On March 8, 1842, nine years after taking charge of the Rosario Hospital, he obtained his medical degree by passing the Health Board exam. A month later he opened the medical sciences course, for which he decided to use the texts and the study program of the School of Medicine of Mexico, which he complemented with his personal notes. Four of his first five students would finish their studies at other institutions. The fifth, Blas María Diez, would eventually become the first doctor to graduate in Nuevo León.
The School of Medicine
In 1853, he opened a course in obstetrics for men and women. Two years earlier he had been elected president of the state Board of Health. He began to focus his efforts on opening the first public university in the region, he achieved it in 1859 with the opening of the Civil College, whose School of Medicine he took over.
The School of Medicine operated in its first year in a room of the bishop's house that had been seized in the Reform War and had six professors and fifteen students. Upon the arrival of the French army, it was forced to close its doors and hold sessions clandestinely between 1865 and 1866, when classes were taught at the teachers' homes. Count Liverman, an Austrian doctor who arrived with the French troops decided to nominate him for the Order of Guadalupe awarded by Emperor Maximilian, an honor he refused.
After the arrival of Mariano Escobedo's troops, Monterrey was once again in the hands of the Republican army and with it the Faculty of Medicine was able to reopen its doors. Previously, Gonzalitos had become close friends with the Liberal high command a couple of years ago when he helped the wife of President Juárez in labor while the couple was temporarily residing in the city. His forays into politics were sporadic but important: on several occasions he served as state governor, especially as an interim during the administration of Jerónimo Treviño.
Shortly after, Gonzalitos began to experience vision problems due to a complication in cataract surgery and a liver disease that was detected in 1883. He spent his last years blind, however, he did not interrupt his teaching and supervision tasks at the hospital that he carried out assisted by students and assistants. Finally, at eleven o'clock at night on April 4, 1888, he died and was buried in the chapel of the Civil Hospital. His remains were buried twice to finally locate them since 1982 in the garden of the Faculty of Medicine of the Autonomous University of Nuevo León.
He was declared Benemérito of the State in 1867, ratified with a second decree in 1873, as protector of youth and benefactor of humanity. During his lifetime, the municipality of Doctor González was erected in his honor, by Decree No. 18 of November 5, 1883.
The legacy of Gonzalitos and his teaching method has lived on for years. Currently, the Faculty of Medicine is famous for its self-taught teaching method by applying the same principles that Gonzalitos used since his first years of learning and teaching. Currently, the inhabitants of the city of Monterrey, especially the elderly, continue to consider the Faculty of Medicine and the University Hospital "Dr. José Eleuterio González" as the best in the State of Nuevo León for its tradition of quality in teaching and humanism.
He is remembered with monuments at the University Hospital (Joaquín Arias), the Faculty of Medicine (Miguel Giacomino) and on Avenida José Eleuterio González "Gonzalitos" of the Monterrey capital, which bears his name.
His spirit continues to fan the flame of truth at University Hospital.

QUESTIONS TO ANSWER ::
A: Revise the passage on Gonzalitos between "He is remembered" and "at University Hospital.", inclusive, and give that stretch again with "University Hospital" replaced by "Hospital Universitario".
B: Answer these questions from the passage on Gonzalitos:
(i) On what date did he obtain his medical degree?
(ii) In what year did he open the Civil College?
(iii) By what decree was the municipality of Doctor González erected?
The entries that come next are material separate from the passage on Gonzalitos.

DATA SHOWN ::
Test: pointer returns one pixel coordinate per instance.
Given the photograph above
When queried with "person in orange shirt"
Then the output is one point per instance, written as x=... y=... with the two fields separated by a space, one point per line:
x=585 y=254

EXPECTED RESULTS ::
A:
He is remembered with monuments at the Hospital Universitario (Joaquín Arias), the Faculty of Medicine (Miguel Giacomino) and on Avenida José Eleuterio González "Gonzalitos" of the Monterrey capital, which bears his name.
His spirit continues to fan the flame of truth at Hospital Universitario.

B:
(i) March 8, 1842
(ii) 1859
(iii) Decree No. 18 of November 5, 1883